#### DATA PROVIDED
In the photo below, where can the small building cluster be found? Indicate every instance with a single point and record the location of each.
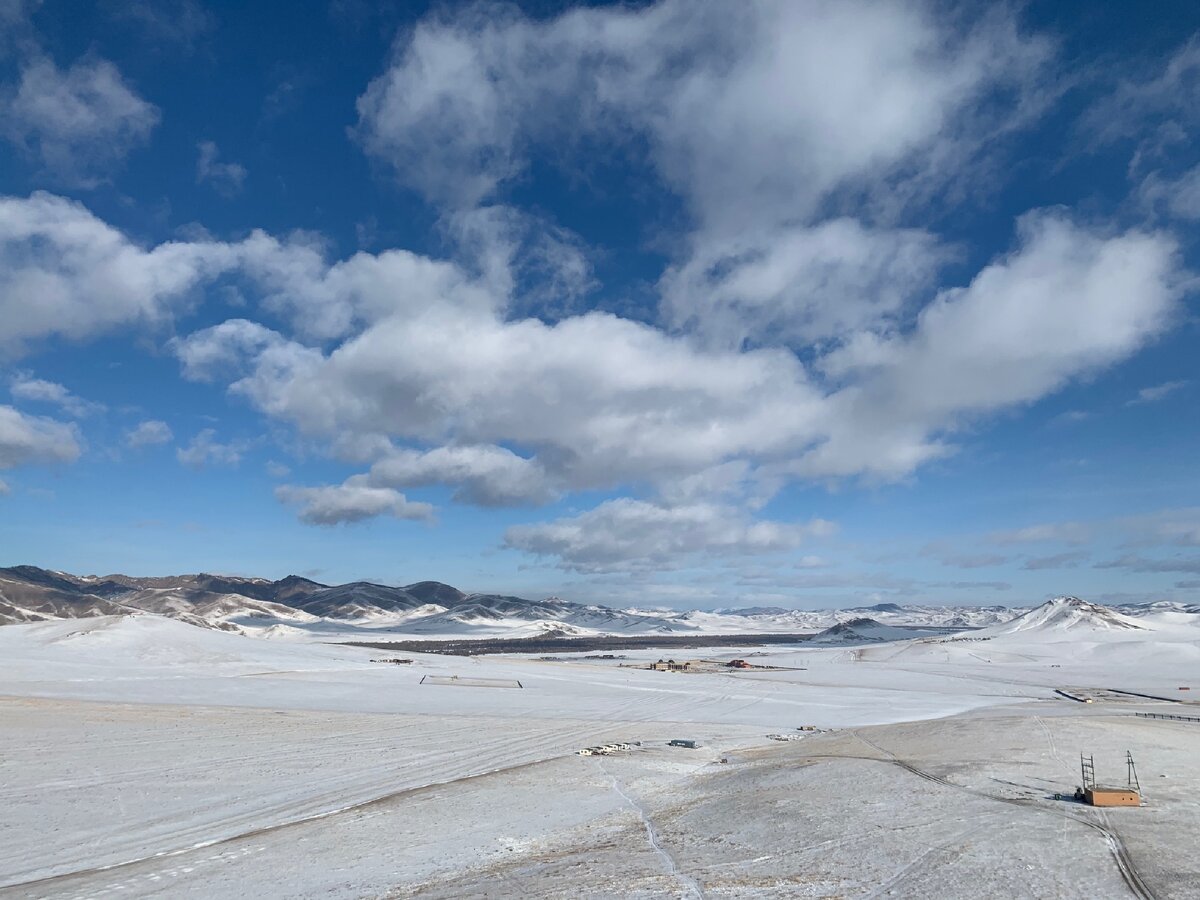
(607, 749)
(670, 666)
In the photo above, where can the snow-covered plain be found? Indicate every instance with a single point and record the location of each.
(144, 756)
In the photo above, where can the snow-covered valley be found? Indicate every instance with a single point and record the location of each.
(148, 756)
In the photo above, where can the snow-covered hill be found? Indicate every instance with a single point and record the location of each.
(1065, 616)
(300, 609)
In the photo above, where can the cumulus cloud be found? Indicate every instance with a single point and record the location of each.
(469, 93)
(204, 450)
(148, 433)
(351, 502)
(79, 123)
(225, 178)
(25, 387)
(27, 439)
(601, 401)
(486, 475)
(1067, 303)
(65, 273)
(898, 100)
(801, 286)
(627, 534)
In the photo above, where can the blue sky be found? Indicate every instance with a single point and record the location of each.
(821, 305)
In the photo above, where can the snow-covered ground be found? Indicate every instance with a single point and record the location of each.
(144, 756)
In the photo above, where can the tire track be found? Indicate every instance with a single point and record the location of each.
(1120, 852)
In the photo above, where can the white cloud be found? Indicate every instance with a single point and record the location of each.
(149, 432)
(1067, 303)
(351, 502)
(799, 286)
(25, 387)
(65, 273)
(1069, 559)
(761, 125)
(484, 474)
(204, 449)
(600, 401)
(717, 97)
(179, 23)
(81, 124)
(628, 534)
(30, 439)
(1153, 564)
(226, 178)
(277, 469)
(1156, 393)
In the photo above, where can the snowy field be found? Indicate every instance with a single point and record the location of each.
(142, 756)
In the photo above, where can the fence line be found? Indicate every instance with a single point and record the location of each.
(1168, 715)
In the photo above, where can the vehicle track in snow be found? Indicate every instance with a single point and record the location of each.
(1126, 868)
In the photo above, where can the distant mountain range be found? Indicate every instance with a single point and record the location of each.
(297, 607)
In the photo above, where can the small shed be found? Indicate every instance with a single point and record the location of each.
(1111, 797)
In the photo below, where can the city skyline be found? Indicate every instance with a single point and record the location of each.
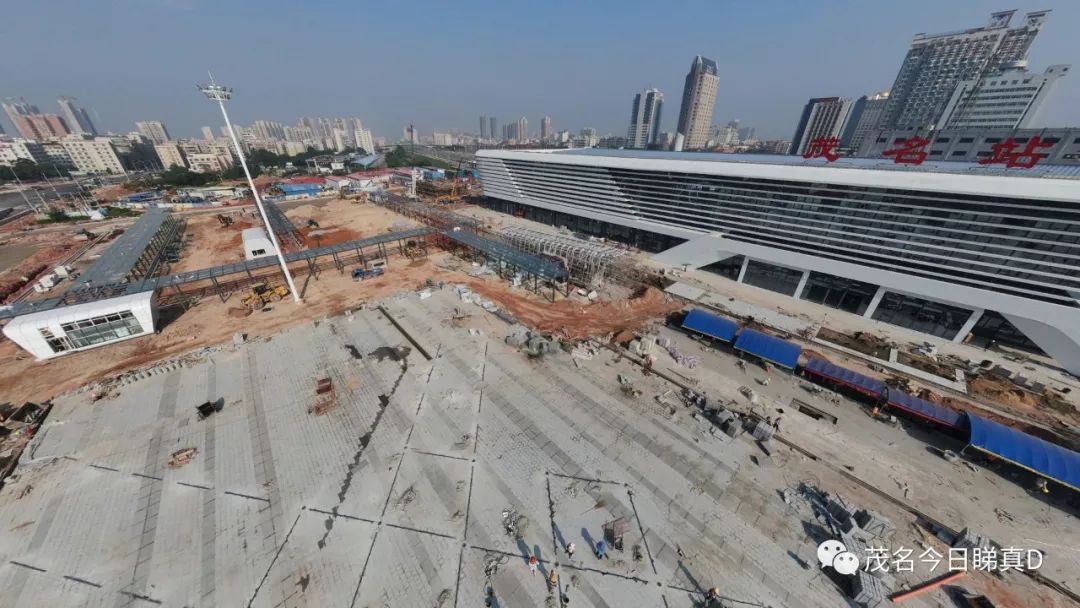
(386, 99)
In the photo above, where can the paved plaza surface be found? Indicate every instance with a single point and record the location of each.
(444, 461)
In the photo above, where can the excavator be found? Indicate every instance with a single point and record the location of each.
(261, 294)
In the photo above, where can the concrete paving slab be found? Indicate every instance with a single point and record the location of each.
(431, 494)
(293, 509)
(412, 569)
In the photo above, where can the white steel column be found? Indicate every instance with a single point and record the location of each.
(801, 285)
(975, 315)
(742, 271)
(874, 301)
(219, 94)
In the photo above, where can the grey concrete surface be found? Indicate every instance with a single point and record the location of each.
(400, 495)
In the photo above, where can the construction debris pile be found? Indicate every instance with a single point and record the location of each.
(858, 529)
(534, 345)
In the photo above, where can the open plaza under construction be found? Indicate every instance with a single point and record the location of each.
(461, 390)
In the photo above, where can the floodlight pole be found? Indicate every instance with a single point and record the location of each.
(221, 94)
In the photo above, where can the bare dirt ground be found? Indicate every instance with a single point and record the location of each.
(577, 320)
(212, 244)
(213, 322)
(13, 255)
########
Return all records verbatim and drop the pictures.

EXERCISE RESULT:
In the photo below, where can the small building cluster be found? Indicate every instance with a single point and record the location of each.
(607, 749)
(670, 666)
In the photo above, where can the snow-covered plain be found? Indicate every instance with a single point and record the location of each.
(144, 756)
In the photo above, where can the snow-covered valley be found? Indicate every instance with a single point and record the location of each.
(148, 756)
In the photo above, where can the snow-covered hill be found? Indicate every instance with a single point and record the location of each.
(1065, 616)
(300, 609)
In the photo above, where can the cumulus cloud be found? Indicate every instance with a single point and record the location of each.
(469, 93)
(204, 450)
(148, 433)
(351, 502)
(79, 123)
(225, 178)
(25, 387)
(27, 439)
(601, 401)
(486, 475)
(1067, 303)
(65, 273)
(898, 100)
(801, 286)
(627, 534)
In the photo above, where can the blue sky be found? Indicate every instance with a single point and record the location of each.
(821, 305)
In the photo above, where can the snow-covered ground be found? Indicate every instance with a single point and record the location of each.
(144, 756)
In the photo above, where can the tire track be found? Indicate every instance with a single point and record the location of each.
(1120, 852)
In the photo above, where can the white cloud be found? Indicate every instance with a single point and record the location of each.
(149, 432)
(1067, 303)
(351, 502)
(799, 286)
(25, 387)
(65, 273)
(1069, 559)
(761, 125)
(484, 474)
(204, 449)
(600, 401)
(717, 97)
(179, 23)
(81, 124)
(628, 534)
(30, 439)
(1153, 564)
(226, 178)
(277, 469)
(1156, 393)
In the photo above, where can the snowy field be found? Indicate every instance with a single point and record the location of each.
(142, 756)
In the photo above, where can the fence line be found? Indicate every instance with a single point and record the location of each.
(1168, 715)
In the photo above, where can the vehicle track in snow be found? Indicate every instance with a single point and record the location of each.
(1126, 868)
In the photo above, where can the distant mountain range be found? Indicate every instance with a single point and record the location of each.
(297, 607)
In the photo above, where can the small shed be found? Indicate every instance with a single point and record the location of each.
(1111, 797)
In the photo below, where can the city skyline be found? Indicate every instance with a single point and record the location of each.
(386, 99)
In the photo above, where can the paved plaza surface be found? Indicate every instance with a single point and record the location of each.
(444, 461)
In the photo above, where can the excavator be found? Indicate every instance with a single point and record the location of each.
(261, 294)
In the photo above, where can the concrete paving slab be found? Indicate every instance with a single point and record the location of each.
(431, 494)
(293, 509)
(412, 569)
In the photo above, where can the white steel column be found? Indicate every instance with a single point and record the location of each.
(801, 285)
(975, 315)
(742, 271)
(874, 301)
(219, 94)
In the photo above, where can the grey concrete surface be found? Indicate every instance with a single point and record the location of each.
(400, 495)
In the photo above, where can the construction debris pile be found? Indicate every instance with a single point and record the location of each.
(858, 529)
(534, 345)
In the photo above, where can the open plaza under construction be found? Indicate every instance with a single point and record the location of each.
(461, 390)
In the photo above, where can the floodlight pole be found? Indicate every instance with a single point and record the location of each.
(221, 94)
In the photo above, where can the bare dirt ground be found? Indicate every instance with a single point and record the location of each.
(577, 320)
(212, 244)
(213, 322)
(13, 255)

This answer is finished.